Task requirements ->
1/ In the passage on BEV building blocks, what three maps are made from the projected radar points?
2/ Write out the passage on BEV building blocks word for word, from "Building blocks (each" to "toward/away motion (Doppler).".
3/ Pick up the passage on BEV building blocks after its last sentence and keep it going.

Building blocks (each as a mini “Sandwich”):

🍞 Hook: Imagine looking at a city map from above. 🥬 The Concept (BEV Representation): BEV is a top-down map where each pixel is a ground spot. How it works: Project radar points to the ground plane, make three maps—density (smoothed), RCS (nearest-point value), Doppler (nearest-point value). Why it matters: Without BEV, you can’t easily reuse strong image backbones. 🍞 Anchor: Parking lot from above: you see clusters (density), shininess (RCS), and toward/away motion (Doppler).
🍞 Hook: Picture wearing 3D glasses that also label things. 🥬 The Concept (BEV Conditioning): Use depth (3D), semantics (labels), and motion (radial velocity) from cameras, projected into BEV. How it works: Predict per-pixel depth; segment objects; compute optical flow between frames, backproject to 3D, keep radial velocity; rasterize into BEV maps. Why it matters: Without these guides, the generator has to guess geometry, class, and motion from scratch. 🍞 Anchor: A road BEV: colored roads/vegetation/cars plus arrows for movement.

Data section ->

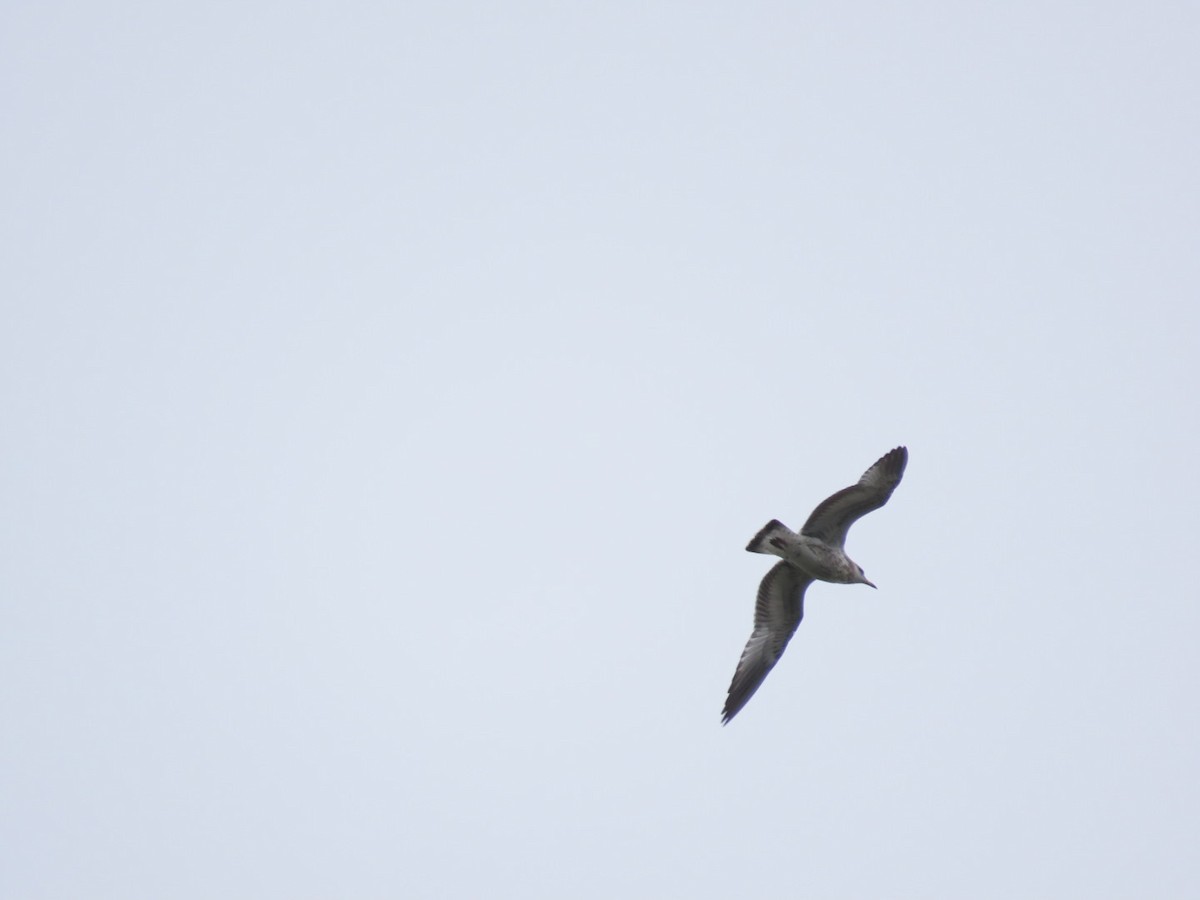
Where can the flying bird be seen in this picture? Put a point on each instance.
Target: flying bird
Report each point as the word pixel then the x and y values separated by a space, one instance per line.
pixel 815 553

Results for the exercise ->
1/ Density, RCS, and Doppler.

2/
Building blocks (each as a mini “Sandwich”):

🍞 Hook: Imagine looking at a city map from above. 🥬 The Concept (BEV Representation): BEV is a top-down map where each pixel is a ground spot. How it works: Project radar points to the ground plane, make three maps—density (smoothed), RCS (nearest-point value), Doppler (nearest-point value). Why it matters: Without BEV, you can’t easily reuse strong image backbones. 🍞 Anchor: Parking lot from above: you see clusters (density), shininess (RCS), and toward/away motion (Doppler).

3/
🍞 Hook: Think of fog that slowly clears to reveal the scene. 🥬 The Concept (Latent Diffusion with SANA/DiT): Start from noise in a compressed latent space and denoise step-by-step into radar maps, conditioned on BEV cues. How it works: Concatenate radar-map latents (density/RCS/Doppler) and BEV condition latents; a DiT with modality tokens models their joint distribution and correlations. Why it matters: Without diffusion, you lose the natural randomness of radar; without latent compression, it’s too slow. 🍞 Anchor: After a few steps the fog lifts to show a realistic radar texture.
🍞 Hook: Imagine unblurring a photo when you know the camera’s blur. 🥬 The Concept (Deconvolution Recovery): Convert the smooth density map into sharp point locations using a sparsity-friendly solver (IRL1/FISTA), then sample RCS/Doppler at those spots. How it works: Solve an optimization that prefers few points that, when blurred, match the density. Why it matters: Without this, you either get too many clumps or miss objects. 🍞 Anchor: From a misty heatmap to crisp dots where cars actually are.

03Methodology

At a high level: Multi-view images at times t and t+Δt → foundation models build BEV conditioning (appearance, semantics, radial velocity) → latent diffusion denoises three radar BEV maps (density, RCS, Doppler) → deconvolution recovers sparse radar points and reads out attributes.

Step 1: Build BEV radar targets from real radar (for training)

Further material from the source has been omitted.